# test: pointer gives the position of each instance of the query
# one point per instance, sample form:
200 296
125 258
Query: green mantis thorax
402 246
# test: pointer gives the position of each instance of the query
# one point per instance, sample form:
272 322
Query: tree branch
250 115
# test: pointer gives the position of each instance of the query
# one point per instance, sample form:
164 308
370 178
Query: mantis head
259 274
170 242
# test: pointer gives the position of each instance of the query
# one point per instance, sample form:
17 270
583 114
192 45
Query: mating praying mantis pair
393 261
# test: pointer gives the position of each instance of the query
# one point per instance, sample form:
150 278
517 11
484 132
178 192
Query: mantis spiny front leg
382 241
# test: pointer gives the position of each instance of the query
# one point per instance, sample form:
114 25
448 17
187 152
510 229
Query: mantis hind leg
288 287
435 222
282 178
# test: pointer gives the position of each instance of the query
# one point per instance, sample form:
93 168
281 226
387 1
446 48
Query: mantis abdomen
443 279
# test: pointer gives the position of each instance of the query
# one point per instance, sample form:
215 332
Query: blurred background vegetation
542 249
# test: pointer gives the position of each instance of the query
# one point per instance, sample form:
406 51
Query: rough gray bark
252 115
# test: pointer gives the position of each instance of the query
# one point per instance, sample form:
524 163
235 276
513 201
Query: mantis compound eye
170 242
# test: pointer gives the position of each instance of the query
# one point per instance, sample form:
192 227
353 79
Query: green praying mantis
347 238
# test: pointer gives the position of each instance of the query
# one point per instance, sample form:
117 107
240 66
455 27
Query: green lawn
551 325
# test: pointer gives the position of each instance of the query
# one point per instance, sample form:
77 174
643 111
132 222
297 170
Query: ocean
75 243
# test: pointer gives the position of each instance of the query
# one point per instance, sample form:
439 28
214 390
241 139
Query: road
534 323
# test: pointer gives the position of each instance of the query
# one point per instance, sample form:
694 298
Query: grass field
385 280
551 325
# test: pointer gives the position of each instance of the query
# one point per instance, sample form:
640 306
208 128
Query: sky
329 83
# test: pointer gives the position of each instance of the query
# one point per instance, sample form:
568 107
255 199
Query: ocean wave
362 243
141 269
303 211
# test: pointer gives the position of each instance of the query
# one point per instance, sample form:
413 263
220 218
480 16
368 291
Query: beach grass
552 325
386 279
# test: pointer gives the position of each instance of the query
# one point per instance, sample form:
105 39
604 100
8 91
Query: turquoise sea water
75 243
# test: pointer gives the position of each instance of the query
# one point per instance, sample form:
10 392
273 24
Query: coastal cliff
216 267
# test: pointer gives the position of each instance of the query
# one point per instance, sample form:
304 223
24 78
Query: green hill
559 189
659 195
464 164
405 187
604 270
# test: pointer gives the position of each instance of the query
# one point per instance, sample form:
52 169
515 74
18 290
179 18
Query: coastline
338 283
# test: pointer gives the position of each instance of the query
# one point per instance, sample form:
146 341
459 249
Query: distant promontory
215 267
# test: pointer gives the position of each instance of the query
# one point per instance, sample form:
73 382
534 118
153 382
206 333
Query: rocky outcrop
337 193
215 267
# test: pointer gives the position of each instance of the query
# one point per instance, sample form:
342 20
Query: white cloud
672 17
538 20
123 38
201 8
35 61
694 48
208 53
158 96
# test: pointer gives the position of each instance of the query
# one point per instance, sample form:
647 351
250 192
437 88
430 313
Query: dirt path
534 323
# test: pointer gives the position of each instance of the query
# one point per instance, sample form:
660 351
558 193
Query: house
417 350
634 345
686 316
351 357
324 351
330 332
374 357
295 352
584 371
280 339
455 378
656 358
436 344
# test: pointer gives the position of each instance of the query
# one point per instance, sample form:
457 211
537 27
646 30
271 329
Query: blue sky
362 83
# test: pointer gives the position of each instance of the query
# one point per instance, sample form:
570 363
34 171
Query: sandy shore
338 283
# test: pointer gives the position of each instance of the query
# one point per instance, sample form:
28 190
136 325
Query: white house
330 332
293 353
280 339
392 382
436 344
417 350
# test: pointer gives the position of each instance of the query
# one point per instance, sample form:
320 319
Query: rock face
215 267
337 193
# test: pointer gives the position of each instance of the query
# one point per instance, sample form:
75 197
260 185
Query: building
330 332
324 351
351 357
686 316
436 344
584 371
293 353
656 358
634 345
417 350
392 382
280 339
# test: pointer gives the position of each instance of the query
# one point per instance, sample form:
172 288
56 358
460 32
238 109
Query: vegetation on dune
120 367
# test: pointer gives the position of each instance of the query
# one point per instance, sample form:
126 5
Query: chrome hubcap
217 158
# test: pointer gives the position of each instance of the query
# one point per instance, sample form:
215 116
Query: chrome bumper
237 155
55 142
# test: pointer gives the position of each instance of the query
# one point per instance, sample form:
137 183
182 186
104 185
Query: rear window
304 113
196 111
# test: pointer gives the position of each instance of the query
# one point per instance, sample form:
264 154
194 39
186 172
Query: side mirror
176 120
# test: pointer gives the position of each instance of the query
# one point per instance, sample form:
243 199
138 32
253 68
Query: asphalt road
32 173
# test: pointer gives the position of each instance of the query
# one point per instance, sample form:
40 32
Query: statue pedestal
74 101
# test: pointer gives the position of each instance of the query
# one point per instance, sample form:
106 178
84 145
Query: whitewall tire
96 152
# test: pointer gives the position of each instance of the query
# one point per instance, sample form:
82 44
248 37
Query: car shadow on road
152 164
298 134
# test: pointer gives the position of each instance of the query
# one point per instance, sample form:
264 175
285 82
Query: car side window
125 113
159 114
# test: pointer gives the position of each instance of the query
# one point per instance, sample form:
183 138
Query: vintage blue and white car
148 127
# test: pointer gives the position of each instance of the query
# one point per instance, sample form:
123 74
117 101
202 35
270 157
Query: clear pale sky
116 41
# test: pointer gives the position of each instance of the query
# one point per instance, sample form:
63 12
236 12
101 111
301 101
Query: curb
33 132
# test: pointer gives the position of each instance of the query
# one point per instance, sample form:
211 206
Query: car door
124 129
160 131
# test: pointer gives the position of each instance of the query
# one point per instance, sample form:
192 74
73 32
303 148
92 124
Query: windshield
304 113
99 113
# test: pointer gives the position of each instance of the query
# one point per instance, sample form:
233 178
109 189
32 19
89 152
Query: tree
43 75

========================

The data above is to be restated line for line, word for word.

Output of the task:
# test: pointer gives the position of each instance of the query
# one point per instance, sample form:
200 296
125 258
Query: green mantis thorax
402 246
# test: pointer gives the position of each instance of the query
# one point per instance, sample form:
272 322
Query: tree branch
250 115
# test: pointer gives the position of each instance of the query
# one point per instance, sample form:
164 308
370 178
Query: mantis head
259 274
170 242
# test: pointer gives the position of each instance of the query
# one point per instance, sample form:
17 270
583 114
192 45
Query: mating praying mantis pair
393 261
# test: pointer gives the position of each instance of the query
# one point per instance, sample form:
150 278
517 11
484 132
178 192
Query: mantis spiny front leg
382 241
# test: pointer gives the position of each instance of the query
# one point per instance, sample form:
114 25
448 17
187 152
510 229
Query: mantis hind leg
288 287
435 222
282 178
# test: pointer gives the position of each instance of the query
# one point per instance, sample form:
93 168
281 226
387 1
446 48
Query: mantis abdomen
443 279
# test: pointer gives the position of each instance of the query
# one point per instance, sample form:
215 332
Query: blurred background vegetation
542 249
# test: pointer gives the position of each instance of the query
# one point per instance, sample form:
406 51
Query: rough gray bark
252 115
# test: pointer gives the position of each instance of the query
# one point per instance, sample form:
524 163
235 276
513 201
Query: mantis compound eye
170 242
# test: pointer gives the position of each instance of the query
# one point per instance, sample form:
192 227
353 79
Query: green praying mantis
347 238
# test: pointer gives the position of each instance of the query
# one point per instance, sample form:
117 107
240 66
455 27
Query: green lawn
551 325
# test: pointer gives the position of each instance of the query
# one point per instance, sample form:
77 174
643 111
132 222
297 170
Query: ocean
75 243
# test: pointer gives the position of each instance of the query
# one point per instance, sample form:
439 28
214 390
241 139
Query: road
534 323
# test: pointer gives the position of each instance of the query
# one point per instance, sample form:
694 298
Query: grass field
385 280
551 325
# test: pointer gives the position of each instance of the query
# one point per instance, sample form:
640 306
208 128
Query: sky
329 83
# test: pointer gives the position of each instance of the query
# one point per instance, sample form:
568 107
255 199
Query: ocean wave
362 243
141 269
303 211
# test: pointer gives the position of each instance of the query
# one point per instance, sample form:
413 263
220 218
480 16
368 291
Query: beach grass
552 325
386 279
# test: pointer gives the position of each instance of the query
# one point per instance, sample form:
105 39
604 100
8 91
Query: turquoise sea water
75 243
# test: pointer gives the position of each instance of the query
# one point per instance, sample form:
10 392
273 24
Query: coastal cliff
216 267
# test: pointer gives the position of each instance of the query
# one point per instance, sample form:
304 223
24 78
Query: green hill
559 189
659 195
464 164
405 187
604 270
# test: pointer gives the position of each instance of the query
# one point per instance, sample form:
52 169
515 74
18 290
179 18
Query: coastline
338 283
# test: pointer gives the position of each instance of the query
# one point per instance, sample form:
146 341
459 249
Query: distant promontory
215 267
# test: pointer gives the position of each instance of the query
# one point per instance, sample form:
73 382
534 118
153 382
206 333
Query: rocky outcrop
337 193
215 267
# test: pointer gives the position of each instance of the query
# one point per instance, sample form:
342 20
Query: white cloud
672 17
538 20
123 38
201 8
35 61
694 48
208 53
158 96
# test: pointer gives the position of each instance of the query
# one point per instance, sample form:
647 351
250 192
437 88
430 313
Query: dirt path
534 323
# test: pointer gives the position of each instance of the query
# one point per instance, sample form:
660 351
558 193
Query: house
417 350
634 345
686 316
351 357
324 351
330 332
374 357
295 352
584 371
280 339
455 378
656 358
436 344
# test: pointer gives the position of each instance of the query
# one point per instance, sample form:
457 211
537 27
646 30
271 329
Query: blue sky
362 83
# test: pointer gives the position of each instance of the query
# one point per instance, sample form:
570 363
34 171
Query: sandy shore
338 283
# test: pointer gives the position of each instance of the query
# one point per instance, sample form:
28 190
136 325
Query: white house
330 332
293 353
280 339
392 382
436 344
417 350
# test: pointer gives the position of each instance of the query
# one point per instance, sample form:
320 319
Query: rock face
215 267
337 193
# test: pointer gives the position of each instance of the query
# one point per instance, sample form:
75 197
260 185
Query: building
330 332
324 351
351 357
686 316
436 344
584 371
293 353
656 358
634 345
417 350
392 382
280 339
# test: pointer gives the position of each instance of the query
# one point per instance, sample form:
172 288
56 358
460 32
238 109
Query: vegetation on dune
120 367
# test: pointer gives the position of each instance of the query
# one point per instance, sample form:
126 5
Query: chrome hubcap
217 158
# test: pointer gives the position of each instance of the query
# one point per instance, sample form:
215 116
Query: chrome bumper
237 155
55 142
# test: pointer gives the position of each instance of the query
# one point per instance, sample form:
137 183
182 186
104 185
Query: rear window
304 113
196 111
# test: pointer gives the position of each instance of the query
# one point per instance, sample form:
264 154
194 39
186 172
Query: side mirror
176 120
# test: pointer gives the position of each instance of the query
# one point per instance, sample form:
243 199
138 32
253 68
Query: asphalt road
32 173
# test: pointer gives the position of each instance of the query
# one point per instance, sample form:
40 32
Query: statue pedestal
74 101
# test: pointer gives the position of each instance of the query
# one point per instance, sample form:
106 178
84 145
Query: whitewall tire
96 152
# test: pointer gives the position of each instance of the query
# one point per instance, sample form:
82 44
248 37
Query: car shadow on road
152 164
298 134
# test: pointer gives the position of each instance of the query
# one point per instance, sample form:
264 175
285 82
Query: car side window
125 113
159 114
# test: pointer gives the position of each instance of the query
# one point per instance, sample form:
183 138
Query: vintage blue and white car
148 127
# test: pointer gives the position of each instance of the query
# one point per instance, sample form:
123 74
117 101
202 35
270 157
Query: clear pale sky
116 41
# test: pointer gives the position of each instance of the query
# one point per instance, sample form:
63 12
236 12
101 111
301 101
Query: curb
33 132
# test: pointer gives the position of each instance of the query
# one point per instance, sample form:
211 206
Query: car door
124 129
160 131
# test: pointer gives the position of each instance of the query
# one point per instance, sample form:
192 74
73 32
303 148
92 124
Query: windshield
304 113
99 113
# test: pointer gives the position of each instance of the query
# one point per instance, sample form:
233 178
109 189
32 19
89 152
Query: tree
43 75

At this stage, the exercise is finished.